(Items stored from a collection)
★ ★ ★ ★

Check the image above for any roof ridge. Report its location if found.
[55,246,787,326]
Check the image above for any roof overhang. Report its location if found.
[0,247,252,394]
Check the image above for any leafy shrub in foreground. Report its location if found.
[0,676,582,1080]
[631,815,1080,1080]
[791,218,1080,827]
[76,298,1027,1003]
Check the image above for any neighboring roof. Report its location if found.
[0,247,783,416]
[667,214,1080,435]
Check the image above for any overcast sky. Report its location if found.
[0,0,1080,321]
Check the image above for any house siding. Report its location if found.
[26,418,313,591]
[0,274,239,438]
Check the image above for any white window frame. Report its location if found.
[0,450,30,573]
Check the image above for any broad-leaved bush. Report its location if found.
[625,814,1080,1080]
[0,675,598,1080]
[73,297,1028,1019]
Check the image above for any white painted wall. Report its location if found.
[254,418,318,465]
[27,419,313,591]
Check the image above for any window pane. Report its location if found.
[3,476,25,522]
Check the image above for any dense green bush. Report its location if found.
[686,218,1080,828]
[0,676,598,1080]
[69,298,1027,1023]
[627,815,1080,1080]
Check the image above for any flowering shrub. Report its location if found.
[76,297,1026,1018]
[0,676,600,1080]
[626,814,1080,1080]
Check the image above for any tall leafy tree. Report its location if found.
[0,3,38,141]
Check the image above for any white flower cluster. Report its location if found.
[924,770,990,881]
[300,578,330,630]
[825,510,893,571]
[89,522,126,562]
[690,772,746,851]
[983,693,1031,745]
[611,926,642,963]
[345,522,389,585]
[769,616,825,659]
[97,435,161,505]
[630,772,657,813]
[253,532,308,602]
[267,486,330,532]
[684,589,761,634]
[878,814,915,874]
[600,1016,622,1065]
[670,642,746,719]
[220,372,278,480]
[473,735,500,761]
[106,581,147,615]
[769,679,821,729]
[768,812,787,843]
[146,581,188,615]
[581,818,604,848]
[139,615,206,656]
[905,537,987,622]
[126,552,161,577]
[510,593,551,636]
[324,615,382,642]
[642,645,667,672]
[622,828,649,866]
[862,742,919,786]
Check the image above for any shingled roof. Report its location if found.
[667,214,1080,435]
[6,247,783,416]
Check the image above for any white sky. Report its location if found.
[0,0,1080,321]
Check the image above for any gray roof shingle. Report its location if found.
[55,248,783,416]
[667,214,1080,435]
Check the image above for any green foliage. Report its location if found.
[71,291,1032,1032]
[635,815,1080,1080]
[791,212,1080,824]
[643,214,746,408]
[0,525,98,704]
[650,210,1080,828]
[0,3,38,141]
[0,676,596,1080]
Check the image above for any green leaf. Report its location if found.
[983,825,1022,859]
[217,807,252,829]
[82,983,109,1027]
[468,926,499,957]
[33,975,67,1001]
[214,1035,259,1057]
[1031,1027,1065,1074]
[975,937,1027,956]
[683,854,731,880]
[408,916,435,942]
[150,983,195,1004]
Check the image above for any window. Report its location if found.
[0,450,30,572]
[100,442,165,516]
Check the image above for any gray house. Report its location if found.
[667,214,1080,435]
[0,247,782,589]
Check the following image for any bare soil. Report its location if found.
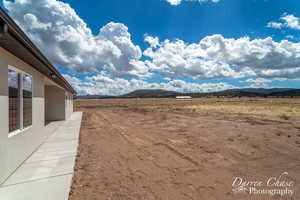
[70,99,300,200]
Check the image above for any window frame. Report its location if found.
[7,65,34,138]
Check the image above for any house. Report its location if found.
[0,8,76,184]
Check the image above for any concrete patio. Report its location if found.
[0,112,82,200]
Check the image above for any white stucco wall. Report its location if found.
[65,92,73,119]
[45,85,66,121]
[0,48,74,184]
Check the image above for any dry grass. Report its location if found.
[186,102,300,120]
[77,98,300,121]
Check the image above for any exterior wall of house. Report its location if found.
[0,47,71,184]
[45,85,66,121]
[65,92,73,119]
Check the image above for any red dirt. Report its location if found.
[70,99,300,200]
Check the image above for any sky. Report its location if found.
[1,0,300,95]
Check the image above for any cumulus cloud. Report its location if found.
[166,0,220,6]
[267,22,283,29]
[3,0,149,77]
[69,73,235,95]
[267,14,300,30]
[144,35,300,79]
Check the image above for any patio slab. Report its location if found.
[0,112,82,200]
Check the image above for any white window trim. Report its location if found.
[7,65,33,138]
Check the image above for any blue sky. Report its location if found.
[1,0,300,95]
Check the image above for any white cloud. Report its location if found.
[80,74,235,95]
[144,35,300,79]
[241,78,272,83]
[281,15,300,30]
[267,14,300,30]
[166,0,181,6]
[166,0,220,6]
[3,0,149,77]
[267,22,283,29]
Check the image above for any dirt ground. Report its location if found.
[70,99,300,200]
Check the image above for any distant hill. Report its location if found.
[74,95,112,99]
[223,88,294,93]
[75,88,300,99]
[270,89,300,97]
[120,89,181,98]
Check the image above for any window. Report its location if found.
[8,69,20,132]
[23,74,32,128]
[8,68,32,133]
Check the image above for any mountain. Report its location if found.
[120,89,181,98]
[75,88,300,99]
[270,89,300,97]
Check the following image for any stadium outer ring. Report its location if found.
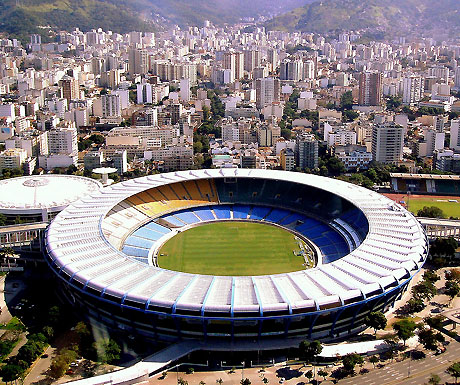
[45,169,428,346]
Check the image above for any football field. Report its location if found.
[158,221,305,275]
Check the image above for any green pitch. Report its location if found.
[406,197,460,218]
[158,221,305,275]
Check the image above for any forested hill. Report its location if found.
[266,0,460,33]
[0,0,312,42]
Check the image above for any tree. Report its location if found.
[446,362,460,383]
[369,356,380,369]
[418,329,444,350]
[0,364,24,382]
[299,340,323,363]
[423,270,440,283]
[412,281,437,301]
[444,269,460,283]
[393,318,417,346]
[318,369,329,381]
[417,206,446,218]
[48,306,61,325]
[49,355,69,380]
[42,326,54,341]
[342,353,364,373]
[428,373,441,385]
[94,339,121,364]
[424,314,444,329]
[406,298,425,314]
[430,237,458,257]
[342,110,359,122]
[340,91,353,111]
[364,311,387,335]
[444,281,460,305]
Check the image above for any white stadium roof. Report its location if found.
[47,169,426,314]
[0,174,102,214]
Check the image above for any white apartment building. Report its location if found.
[0,148,27,171]
[372,123,404,163]
[402,75,424,104]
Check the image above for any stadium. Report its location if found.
[45,169,428,349]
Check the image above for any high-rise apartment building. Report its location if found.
[128,48,149,75]
[280,59,304,81]
[295,133,318,169]
[48,127,78,155]
[403,75,425,104]
[454,66,460,90]
[101,95,121,118]
[449,120,460,151]
[59,75,80,103]
[372,122,404,163]
[256,77,280,109]
[358,71,383,106]
[243,50,262,72]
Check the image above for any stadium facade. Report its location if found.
[46,169,428,347]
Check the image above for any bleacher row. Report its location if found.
[122,204,354,263]
[122,222,171,263]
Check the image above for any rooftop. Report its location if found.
[0,174,102,210]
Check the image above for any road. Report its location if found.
[323,341,460,385]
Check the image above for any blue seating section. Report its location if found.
[339,208,369,240]
[174,211,201,225]
[249,206,271,220]
[213,205,230,219]
[161,214,185,227]
[193,207,216,221]
[122,222,171,263]
[233,205,251,219]
[141,222,171,234]
[264,209,291,223]
[125,235,155,250]
[122,246,149,258]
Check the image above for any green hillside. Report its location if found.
[266,0,460,33]
[0,0,154,41]
[0,0,311,42]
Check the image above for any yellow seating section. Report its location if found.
[128,180,218,217]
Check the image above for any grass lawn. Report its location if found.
[406,197,460,218]
[0,317,26,332]
[158,221,305,275]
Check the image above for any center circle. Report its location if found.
[157,220,315,276]
[23,178,49,187]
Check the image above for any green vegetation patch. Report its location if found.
[406,197,460,218]
[0,317,26,332]
[158,221,305,275]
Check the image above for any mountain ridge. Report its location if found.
[0,0,312,41]
[265,0,460,33]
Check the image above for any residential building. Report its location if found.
[358,71,383,106]
[295,133,318,169]
[372,122,404,163]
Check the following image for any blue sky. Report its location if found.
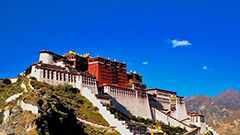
[0,0,240,96]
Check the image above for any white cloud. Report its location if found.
[171,39,192,48]
[203,65,208,70]
[143,61,148,65]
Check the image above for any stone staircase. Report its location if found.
[81,87,133,135]
[151,107,193,131]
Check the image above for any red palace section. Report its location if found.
[88,57,128,87]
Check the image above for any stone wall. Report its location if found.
[104,86,152,118]
[151,107,192,131]
[17,101,38,114]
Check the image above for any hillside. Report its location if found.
[0,78,119,135]
[186,89,240,121]
[208,110,240,135]
[186,89,240,135]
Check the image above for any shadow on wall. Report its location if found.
[148,95,163,119]
[148,95,164,109]
[111,97,131,115]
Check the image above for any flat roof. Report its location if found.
[147,88,177,95]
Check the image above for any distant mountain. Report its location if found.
[186,89,240,121]
[207,110,240,135]
[184,95,196,102]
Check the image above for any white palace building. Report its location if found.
[31,50,206,134]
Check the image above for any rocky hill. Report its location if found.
[0,78,119,135]
[208,110,240,135]
[186,89,240,135]
[186,89,240,121]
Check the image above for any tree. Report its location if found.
[3,78,12,85]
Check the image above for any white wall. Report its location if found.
[81,87,132,135]
[39,53,53,64]
[152,108,192,131]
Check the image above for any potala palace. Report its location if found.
[31,50,206,135]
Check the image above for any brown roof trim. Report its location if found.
[9,77,18,79]
[152,107,192,128]
[147,88,177,95]
[103,84,134,91]
[95,94,110,99]
[39,50,55,54]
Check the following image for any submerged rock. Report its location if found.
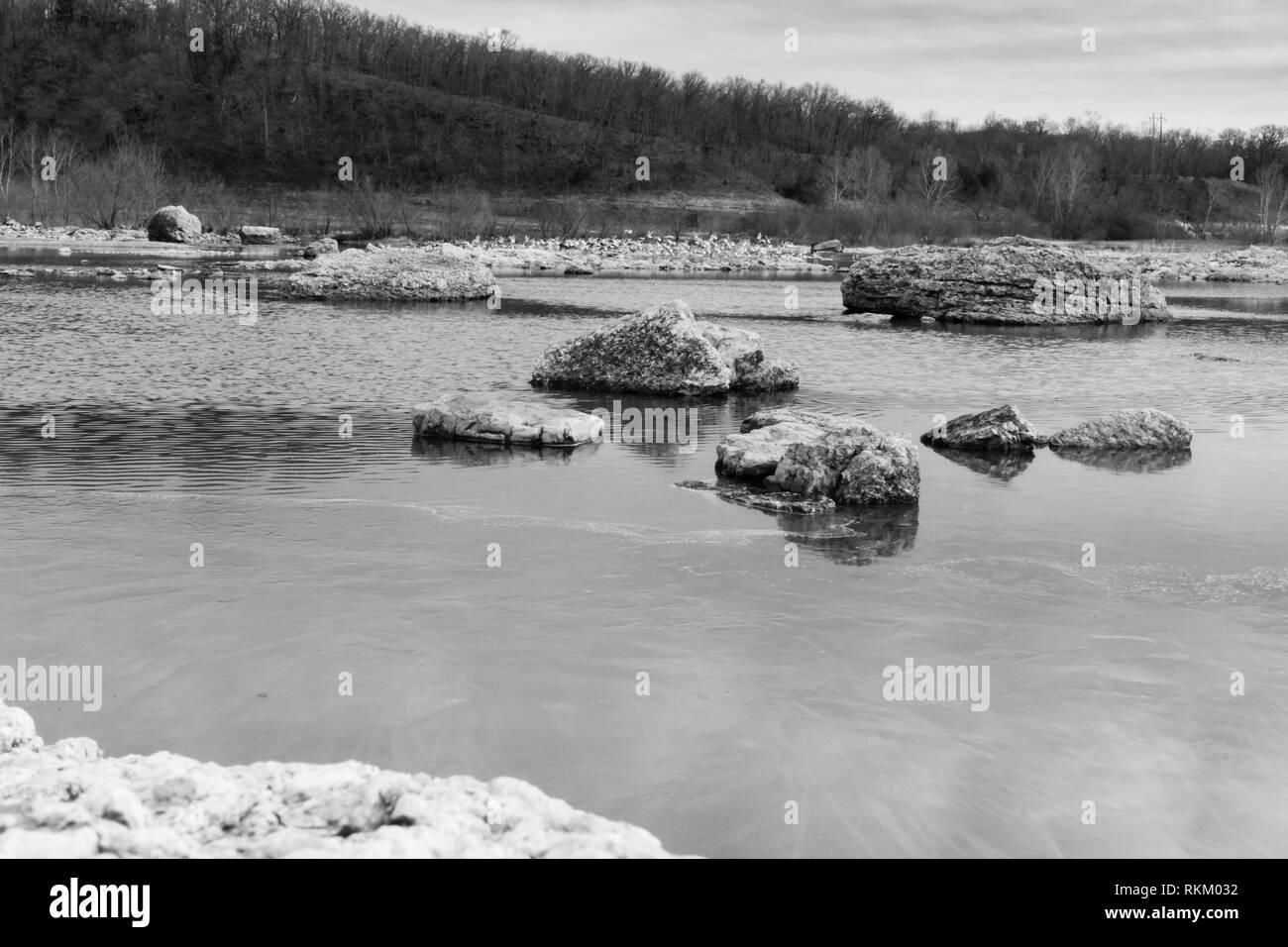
[921,404,1047,454]
[287,248,496,301]
[675,480,836,517]
[412,394,604,447]
[1056,447,1193,473]
[841,237,1171,325]
[237,227,282,245]
[1051,407,1194,454]
[0,702,670,858]
[532,299,799,395]
[716,408,877,480]
[147,205,201,244]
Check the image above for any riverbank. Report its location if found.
[0,699,671,858]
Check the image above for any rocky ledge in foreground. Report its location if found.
[841,237,1171,325]
[716,408,921,506]
[1051,407,1194,454]
[921,404,1047,454]
[0,701,670,858]
[412,394,604,447]
[287,248,497,301]
[532,299,800,397]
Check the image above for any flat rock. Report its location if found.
[921,404,1047,454]
[412,394,604,447]
[1051,407,1194,454]
[0,702,670,858]
[287,248,496,301]
[147,205,201,244]
[237,227,282,245]
[532,299,799,397]
[716,408,877,480]
[841,237,1171,325]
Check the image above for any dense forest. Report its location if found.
[0,0,1288,240]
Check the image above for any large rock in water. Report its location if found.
[921,404,1047,454]
[716,408,921,506]
[287,248,496,301]
[149,205,201,244]
[412,394,604,447]
[1051,407,1194,454]
[716,408,879,480]
[237,227,282,244]
[532,299,800,395]
[0,701,670,858]
[841,237,1171,325]
[765,434,921,506]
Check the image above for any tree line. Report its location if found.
[0,0,1288,240]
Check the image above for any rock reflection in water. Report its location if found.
[934,447,1033,480]
[1051,449,1192,473]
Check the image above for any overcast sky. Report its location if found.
[357,0,1288,132]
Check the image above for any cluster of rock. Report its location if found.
[437,233,833,275]
[412,394,604,447]
[716,408,921,506]
[921,404,1194,479]
[531,299,800,397]
[287,248,497,301]
[841,237,1171,325]
[0,701,670,858]
[1100,245,1288,283]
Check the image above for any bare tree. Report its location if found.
[1257,164,1288,244]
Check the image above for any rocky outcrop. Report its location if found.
[287,249,496,301]
[412,394,604,447]
[532,299,799,395]
[716,408,879,480]
[1051,407,1194,454]
[237,227,282,245]
[300,237,340,261]
[147,205,201,244]
[716,408,921,506]
[0,702,669,858]
[765,434,921,506]
[841,237,1171,325]
[921,404,1047,454]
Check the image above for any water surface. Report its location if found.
[0,264,1288,857]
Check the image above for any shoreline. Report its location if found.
[0,222,1288,283]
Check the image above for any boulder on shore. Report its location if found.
[1051,407,1194,454]
[149,205,201,244]
[0,701,670,858]
[921,404,1047,454]
[237,227,282,245]
[532,299,800,395]
[412,394,604,447]
[287,248,497,301]
[841,237,1171,325]
[716,408,921,506]
[716,408,879,481]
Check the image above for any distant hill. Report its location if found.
[0,0,1288,240]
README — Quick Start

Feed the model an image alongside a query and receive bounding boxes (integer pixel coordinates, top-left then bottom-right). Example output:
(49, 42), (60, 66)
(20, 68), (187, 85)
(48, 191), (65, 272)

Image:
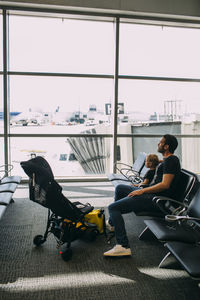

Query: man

(104, 134), (181, 256)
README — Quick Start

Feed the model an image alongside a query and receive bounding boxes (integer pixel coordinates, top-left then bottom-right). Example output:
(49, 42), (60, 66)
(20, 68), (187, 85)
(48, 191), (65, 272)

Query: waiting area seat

(165, 241), (200, 279)
(138, 177), (200, 279)
(137, 169), (199, 220)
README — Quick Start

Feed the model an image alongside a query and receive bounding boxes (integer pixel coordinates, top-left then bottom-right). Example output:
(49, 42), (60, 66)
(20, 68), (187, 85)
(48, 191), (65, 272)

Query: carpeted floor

(0, 183), (200, 300)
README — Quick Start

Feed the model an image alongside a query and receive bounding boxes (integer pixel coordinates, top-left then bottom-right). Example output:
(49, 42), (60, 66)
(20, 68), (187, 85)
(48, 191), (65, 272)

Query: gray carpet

(0, 184), (200, 300)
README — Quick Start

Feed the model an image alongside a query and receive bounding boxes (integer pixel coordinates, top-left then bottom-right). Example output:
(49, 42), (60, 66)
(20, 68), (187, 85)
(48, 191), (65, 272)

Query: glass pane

(9, 16), (114, 74)
(0, 137), (4, 165)
(120, 24), (200, 78)
(181, 137), (200, 174)
(11, 137), (111, 177)
(118, 80), (200, 125)
(10, 76), (113, 134)
(0, 10), (3, 71)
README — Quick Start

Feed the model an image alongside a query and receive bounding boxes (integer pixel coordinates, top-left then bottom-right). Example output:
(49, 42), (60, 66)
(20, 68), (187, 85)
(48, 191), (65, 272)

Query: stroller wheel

(33, 235), (45, 246)
(84, 229), (99, 242)
(60, 248), (72, 261)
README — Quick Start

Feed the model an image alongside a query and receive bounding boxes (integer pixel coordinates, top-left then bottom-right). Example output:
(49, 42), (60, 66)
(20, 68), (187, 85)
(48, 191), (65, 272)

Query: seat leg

(158, 252), (183, 270)
(139, 227), (157, 241)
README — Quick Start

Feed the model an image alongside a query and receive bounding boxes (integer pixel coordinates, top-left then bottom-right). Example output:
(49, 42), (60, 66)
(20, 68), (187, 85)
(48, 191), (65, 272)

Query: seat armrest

(153, 196), (186, 207)
(165, 215), (200, 222)
(152, 196), (186, 215)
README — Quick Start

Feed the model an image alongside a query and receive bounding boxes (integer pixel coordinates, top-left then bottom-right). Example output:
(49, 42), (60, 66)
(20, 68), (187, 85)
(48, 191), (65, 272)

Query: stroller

(20, 156), (105, 261)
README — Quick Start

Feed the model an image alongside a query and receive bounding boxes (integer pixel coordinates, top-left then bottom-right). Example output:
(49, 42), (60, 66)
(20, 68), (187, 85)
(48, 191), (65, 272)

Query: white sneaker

(103, 245), (131, 256)
(106, 220), (115, 232)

★ ★ ★ ★

#### EXERCISE
Rewrite the lines between the line holding "Check the image above for any house siding." and the line holding "[626,814,1080,1080]", inclusive, as a two-column CSV with the columns "text" and "answer". Each row should pair one text line with the lines that follow it as its answer, and each field should be quoted, with line breaks replaced by spaces.

#### EXPECTED ANSWER
text,answer
"Check the image above for any house siding. Report its location if found.","[26,418,313,591] [0,274,239,438]"
"Check the image above for any white window frame. Report its location if found.","[0,450,30,573]"
"Check the image above for any broad-leaved bush. Report its location if found.","[625,814,1080,1080] [0,675,598,1080] [73,297,1028,1019]"
"Check the image above for any white painted wall. Report its location if found.","[254,418,318,465] [27,419,313,591]"
"Check the image above for any window pane. Report its location if found.","[3,476,25,522]"
"Check the image above for any dense green bush. Report its location if found.","[686,218,1080,828] [0,676,598,1080] [69,298,1027,1023] [627,815,1080,1080]"
"Check the image above for any flowering shrub. Report its location if found.","[76,297,1026,1018] [0,676,600,1080] [626,814,1080,1080]"